__JOB__: Convert all of the data below into a CSV with two columns headed "prompt" and "mask". Each row pairs one block of text with the answer beneath it, each in its own quoted field with line breaks replaced by spaces.
******
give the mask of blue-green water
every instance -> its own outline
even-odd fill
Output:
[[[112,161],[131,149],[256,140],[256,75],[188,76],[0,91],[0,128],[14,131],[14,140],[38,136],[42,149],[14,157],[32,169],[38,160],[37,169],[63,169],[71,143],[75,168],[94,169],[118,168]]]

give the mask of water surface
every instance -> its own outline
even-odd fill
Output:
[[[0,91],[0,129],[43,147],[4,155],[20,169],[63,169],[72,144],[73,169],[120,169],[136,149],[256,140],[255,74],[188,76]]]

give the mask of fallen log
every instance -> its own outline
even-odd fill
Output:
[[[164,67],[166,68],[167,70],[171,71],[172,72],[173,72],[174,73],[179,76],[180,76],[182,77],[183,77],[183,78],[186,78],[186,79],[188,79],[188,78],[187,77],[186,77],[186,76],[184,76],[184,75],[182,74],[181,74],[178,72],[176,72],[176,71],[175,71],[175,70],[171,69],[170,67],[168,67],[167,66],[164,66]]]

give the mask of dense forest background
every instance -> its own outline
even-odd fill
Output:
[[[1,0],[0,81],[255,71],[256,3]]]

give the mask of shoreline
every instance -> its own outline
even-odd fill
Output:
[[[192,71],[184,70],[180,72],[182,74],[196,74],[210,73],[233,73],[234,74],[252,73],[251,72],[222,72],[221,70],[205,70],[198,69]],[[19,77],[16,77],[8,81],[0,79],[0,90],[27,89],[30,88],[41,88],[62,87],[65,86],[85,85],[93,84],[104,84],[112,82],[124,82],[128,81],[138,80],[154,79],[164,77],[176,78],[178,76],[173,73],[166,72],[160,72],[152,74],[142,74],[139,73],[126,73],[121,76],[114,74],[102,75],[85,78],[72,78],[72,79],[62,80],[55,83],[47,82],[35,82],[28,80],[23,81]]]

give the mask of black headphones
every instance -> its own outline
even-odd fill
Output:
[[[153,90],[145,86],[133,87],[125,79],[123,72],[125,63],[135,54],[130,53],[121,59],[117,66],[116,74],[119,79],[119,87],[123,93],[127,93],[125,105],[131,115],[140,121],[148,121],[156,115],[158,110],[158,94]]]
******
__SOLUTION TO THIS EXERCISE__:
prompt,mask
"give the mask of blue-green water every instance -> its own outline even-odd fill Output:","[[[112,161],[131,149],[256,140],[256,75],[188,76],[0,91],[0,128],[14,131],[14,140],[38,136],[42,149],[14,157],[32,169],[38,160],[37,169],[63,169],[71,143],[75,168],[94,169],[118,168]]]"
"give the mask of water surface every instance -> its own outline even-odd fill Output:","[[[0,91],[0,129],[43,147],[4,155],[20,169],[63,169],[72,144],[73,169],[120,169],[136,149],[256,140],[255,74],[188,76]]]"
"give the mask of fallen log every instance -> its own outline even-odd fill Output:","[[[164,67],[166,68],[167,70],[171,71],[172,72],[173,72],[174,73],[179,76],[180,76],[182,77],[183,77],[183,78],[186,78],[186,79],[188,79],[188,78],[187,77],[186,77],[186,76],[184,76],[184,75],[182,74],[181,74],[178,72],[176,72],[176,71],[175,71],[175,70],[171,69],[170,67],[168,67],[167,66],[164,66]]]"
"give the mask of dense forest background every instance -> its own outline even-odd fill Output:","[[[1,0],[0,81],[255,71],[256,3]]]"
"give the mask of shoreline every instance -> its own outline even-odd fill Output:","[[[192,71],[184,70],[180,72],[182,74],[196,74],[210,73],[233,73],[234,74],[252,73],[251,72],[222,72],[221,70],[205,70],[198,69]],[[19,77],[16,77],[8,81],[0,79],[0,90],[27,89],[30,88],[41,88],[62,87],[65,86],[85,85],[93,84],[104,84],[112,82],[124,82],[128,81],[138,80],[154,79],[164,77],[176,78],[178,76],[173,73],[166,72],[160,72],[152,74],[142,74],[139,73],[126,73],[121,76],[114,74],[102,75],[85,78],[72,78],[72,79],[62,80],[55,83],[47,82],[35,82],[28,80],[23,81]]]"
"give the mask of black headphones every instance -> its own outline even-odd fill Output:","[[[153,90],[145,86],[133,87],[125,79],[123,72],[125,63],[135,54],[130,53],[121,59],[117,66],[116,74],[119,79],[119,87],[123,93],[127,93],[125,105],[131,115],[140,121],[148,121],[156,115],[158,110],[158,94]]]"